### [Excerpt]
--- --- ---

A Happy Number is defined by the following process:
Starting with any positive integer, replace the number by the sum of the squares of its digits in base-ten, and repeat the process until the number either:
equals 1 (where it will stay), or
it loops endlessly in a cycle that does not include 1.
(Wikipedia).
In ProjectEuler the task stated in this problem as ” How many starting numbers below ten million will arrive at 89?”
Enhancement: Here we will do something else, we will try to solve the task and post the answer to the projecteuler portal, BUT we are not talking about this here, we will use the concept of this task to generate chains of looped number and I will use it later in another post (project) and trying to represent this chains in a graphic way.
So to do this we need two functions, First one will read a number, get its digits, squaring each digit and get the summation. To keep our eyes on the numbers we need to store it, so we will use list called the_chain.
To check if we have reach a closed chain then we need to ask if the new number (sum of square digit) exists in the chain list or not. If exists we finish and will return the chain for more manipulating.
I will solve this on my way .. 🙂
In this code we will do the following:
1. We will ask the user to enter a number.
2. We will run the function on that number.

--- --- ---

### [The data]
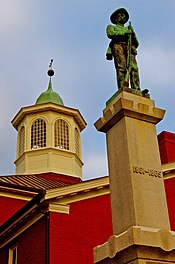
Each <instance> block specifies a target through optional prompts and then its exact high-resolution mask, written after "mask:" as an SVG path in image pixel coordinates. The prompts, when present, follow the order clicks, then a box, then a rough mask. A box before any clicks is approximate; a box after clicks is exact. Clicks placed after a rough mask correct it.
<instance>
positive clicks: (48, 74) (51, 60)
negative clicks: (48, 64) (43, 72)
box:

--- --- ---

### [Task item A]
Decide whether each statement agrees with the happy-number post. Answer yes or no and quote the words from the post that settle it.
(i) The Project Euler problem asks how many starting numbers below one million will arrive at 89.
(ii) The numbers in a chain are stored in a list called the_chain.
(iii) The code asks the user to enter a number.
### [Task item B]
Write the next part of the happy-number post, starting after its second numbered step.

### [Exercise answer A]
(i) No: "How many starting numbers below ten million will arrive at 89?"
(ii) Yes: "we will use list called the_chain"
(iii) Yes: "We will ask the user to enter a number."

### [Exercise answer B]
3. Outputs:
If we ends with 1 then we have a Happy Number.
If we have closed chain (current number exists in the chain) then we will have tow cases:
If the current number is the same as the start number, then we will call this “Perfect Chain“. Otherwise we will call it “Tail Chain”
The Code:
# Square digit chain.
# Pprojecteuler problem No 92
num = 1
the_chain=[]
def get_square_digit_chain(n):
tot=0
the_chain.append(n)
while n != 0:
tot=0
for each in str(n):
tot= tot + int(each)**2
n = tot
if n in the_chain:
return n
else:
the_chain.append(n)
#We ask the user to enter a number.
num =int(input(“Enter a number “))
chain_closed = get_square_digit_chain(num)
if chain_closed == 1:
print(“We have a Happy Number”)
print(the_chain,’This is Open Chain’)
else:
if chain_closed == num:
print(“We have a Perfect Chain”)
print(the_chain,’Closed on’,chain_closed)
else:
print(“We have a Tail Chain”)
print(the_chain,’Closed on’,chain_closed)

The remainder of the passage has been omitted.